# Start of TEXT SHOWN

Opinion
Case No. 5:19-cv-01963-RGK-MAA
10-22-2019
ORDER SUMMARILY DISMISSING PETITION FOR WRIT OF HABEAS CORPUS
I. INTRODUCTION
On October 14, 2019, Ana Karin Palacios-Bernal ("Petitioner"), represented by counsel, filed a document entitled "Petition in the Nature of Writ of Habeas Corpus and Application for Stay of Removal." ("Petition," ECF No. 1.) The Court construes the Petition as a petition for writ of habeas corpus pursuant to 28 U.S.C. § 2241 ("Section 2241"). Pursuant to Rule 4 of the Rules Governing Section 2254 Cases in the United States District Courts ("Habeas Rules") and the Court's obligation to consider its own jurisdiction, the Petition must be dismissed.
The Petition also invokes 28 U.S.C. § 2254. (Petition 1.) 28 U.S.C. § 2254 is available to a "a person in custody pursuant to the judgment of a State court." 28 U.S.C. § 2254(a). Petitioner avers she is in the custody of the United States Attorney General and his employees and agents pursuant to a removal order (Petition 1-2), not the judgment of a state court. Accordingly, a petition pursuant to Section 2241 is the only plausibly appropriate vehicle for her challenge.
II. BACKGROUND
Petitioner is a citizen of Guatemala who resides in this District. (Petition 1.) She is presently in the custody and control of United States Attorney General William P. Barr ("Respondent") in that she is subject to removal from the United States. (Petition 1-2.) Petitioner avers that she "has been the victim of a crime and will be the beneficiary of a 'U' visa entitling her to remain in the United States." (Petition 2.) Despite this, Respondent will not postpone her removal. (Id.) Petitioner challenges her imminent removal, "which will deny her the ability to utilize the benefits and advantages of a 'U' visa." (See id.) Petitioner prays for a stay of removal until her purported U visa expires. (Id.)
U nonimmigrant status, also referred to as a U visa, is available to an alien who "has suffered substantial physical or mental abuse as a result of having been a victim of qualifying criminal activity" and "has been helpful, is being helpful, or is likely to be helpful . . . in the investigation or prosecution of the qualifying criminal activity." 8 C.F.R. § 214.14(b).

# End of TEXT SHOWN
# Start of ENTRIES SHOWN

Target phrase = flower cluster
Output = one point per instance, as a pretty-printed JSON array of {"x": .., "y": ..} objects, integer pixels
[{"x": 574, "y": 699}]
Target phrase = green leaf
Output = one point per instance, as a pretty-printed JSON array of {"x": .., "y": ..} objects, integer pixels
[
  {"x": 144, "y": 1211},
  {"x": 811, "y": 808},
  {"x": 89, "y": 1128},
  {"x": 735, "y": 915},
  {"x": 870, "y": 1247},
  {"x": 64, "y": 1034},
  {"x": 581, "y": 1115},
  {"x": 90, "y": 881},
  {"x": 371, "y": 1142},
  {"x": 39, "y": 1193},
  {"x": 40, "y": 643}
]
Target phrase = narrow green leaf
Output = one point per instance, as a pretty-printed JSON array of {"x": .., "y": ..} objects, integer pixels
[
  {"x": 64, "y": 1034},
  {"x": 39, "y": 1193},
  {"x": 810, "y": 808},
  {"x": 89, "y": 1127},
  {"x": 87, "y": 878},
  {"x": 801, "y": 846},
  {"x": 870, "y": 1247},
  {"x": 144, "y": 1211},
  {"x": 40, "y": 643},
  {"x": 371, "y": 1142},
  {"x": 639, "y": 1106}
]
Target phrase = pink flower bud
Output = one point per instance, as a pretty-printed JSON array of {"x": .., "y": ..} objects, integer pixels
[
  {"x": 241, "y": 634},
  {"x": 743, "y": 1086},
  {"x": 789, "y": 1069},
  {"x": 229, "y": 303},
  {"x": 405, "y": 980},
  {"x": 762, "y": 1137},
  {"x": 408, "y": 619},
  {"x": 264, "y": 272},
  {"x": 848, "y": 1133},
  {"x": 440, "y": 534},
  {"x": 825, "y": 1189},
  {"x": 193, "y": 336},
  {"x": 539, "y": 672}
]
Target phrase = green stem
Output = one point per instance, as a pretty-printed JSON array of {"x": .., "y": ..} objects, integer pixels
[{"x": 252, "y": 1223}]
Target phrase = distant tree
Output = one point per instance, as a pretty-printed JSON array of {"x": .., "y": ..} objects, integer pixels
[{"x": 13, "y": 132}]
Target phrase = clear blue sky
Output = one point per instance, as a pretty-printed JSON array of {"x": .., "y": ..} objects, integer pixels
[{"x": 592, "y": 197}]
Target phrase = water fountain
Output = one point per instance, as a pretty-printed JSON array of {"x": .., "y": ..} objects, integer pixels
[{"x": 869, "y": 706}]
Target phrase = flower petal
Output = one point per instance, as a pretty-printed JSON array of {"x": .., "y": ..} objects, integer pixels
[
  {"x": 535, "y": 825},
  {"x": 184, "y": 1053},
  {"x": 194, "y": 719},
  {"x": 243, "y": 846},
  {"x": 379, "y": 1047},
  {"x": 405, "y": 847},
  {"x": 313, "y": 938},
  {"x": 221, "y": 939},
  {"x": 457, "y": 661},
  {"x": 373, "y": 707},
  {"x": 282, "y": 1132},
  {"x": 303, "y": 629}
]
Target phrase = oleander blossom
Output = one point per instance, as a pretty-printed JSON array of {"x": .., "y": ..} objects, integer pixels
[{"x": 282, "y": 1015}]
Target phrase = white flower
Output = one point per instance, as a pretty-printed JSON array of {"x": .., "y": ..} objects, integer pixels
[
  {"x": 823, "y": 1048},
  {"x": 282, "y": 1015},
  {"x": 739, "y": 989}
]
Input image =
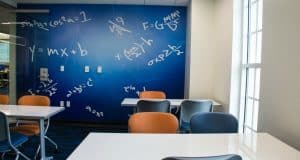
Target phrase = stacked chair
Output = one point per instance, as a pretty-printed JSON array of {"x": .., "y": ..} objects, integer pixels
[
  {"x": 9, "y": 141},
  {"x": 32, "y": 128},
  {"x": 189, "y": 108},
  {"x": 4, "y": 99}
]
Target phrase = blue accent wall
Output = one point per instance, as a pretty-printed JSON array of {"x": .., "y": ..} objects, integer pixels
[{"x": 126, "y": 48}]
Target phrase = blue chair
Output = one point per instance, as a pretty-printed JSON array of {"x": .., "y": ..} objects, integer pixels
[
  {"x": 153, "y": 106},
  {"x": 214, "y": 122},
  {"x": 190, "y": 107},
  {"x": 10, "y": 141},
  {"x": 222, "y": 157}
]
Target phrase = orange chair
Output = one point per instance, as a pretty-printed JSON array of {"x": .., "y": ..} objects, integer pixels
[
  {"x": 4, "y": 99},
  {"x": 33, "y": 129},
  {"x": 152, "y": 94},
  {"x": 153, "y": 122}
]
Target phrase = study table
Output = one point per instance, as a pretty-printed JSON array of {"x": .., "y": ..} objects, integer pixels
[
  {"x": 40, "y": 113},
  {"x": 175, "y": 103},
  {"x": 127, "y": 146}
]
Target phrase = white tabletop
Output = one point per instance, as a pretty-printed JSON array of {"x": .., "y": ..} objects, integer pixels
[
  {"x": 30, "y": 112},
  {"x": 174, "y": 102},
  {"x": 126, "y": 146}
]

# End of ENTRIES SHOWN

▶ PROBLEM A
In the dismissal order, why is a Section 2241 petition the only plausibly appropriate vehicle for the challenge? Answer in one to three sentences.
▶ PROBLEM B
Copy the passage of the dismissal order starting at "The Petition also" and ending at "for her challenge.".
▶ PROBLEM C
Decide whether each statement agrees with the dismissal order, answering yes or no and quoting the deciding words: (i) The petitioner is a citizen of Guatemala. (ii) The petitioner filed without counsel. (iii) The respondent agreed to postpone the removal.
The entries on this page come from a separate source.

▶ EXERCISE ANSWER A
28 U.S.C. § 2254 is available only to a person in custody pursuant to the judgment of a State court. The petitioner says she is in the custody of the United States Attorney General and his employees and agents under a removal order, not a state court judgment, so Section 2241 is the only plausible route.

▶ EXERCISE ANSWER B
The Petition also invokes 28 U.S.C. § 2254. (Petition 1.) 28 U.S.C. § 2254 is available to a "a person in custody pursuant to the judgment of a State court." 28 U.S.C. § 2254(a). Petitioner avers she is in the custody of the United States Attorney General and his employees and agents pursuant to a removal order (Petition 1-2), not the judgment of a state court. Accordingly, a petition pursuant to Section 2241 is the only plausibly appropriate vehicle for her challenge.

▶ EXERCISE ANSWER C
(i) Yes: "Petitioner is a citizen of Guatemala who resides in this District."
(ii) No: "represented by counsel"
(iii) No: "Respondent will not postpone her removal."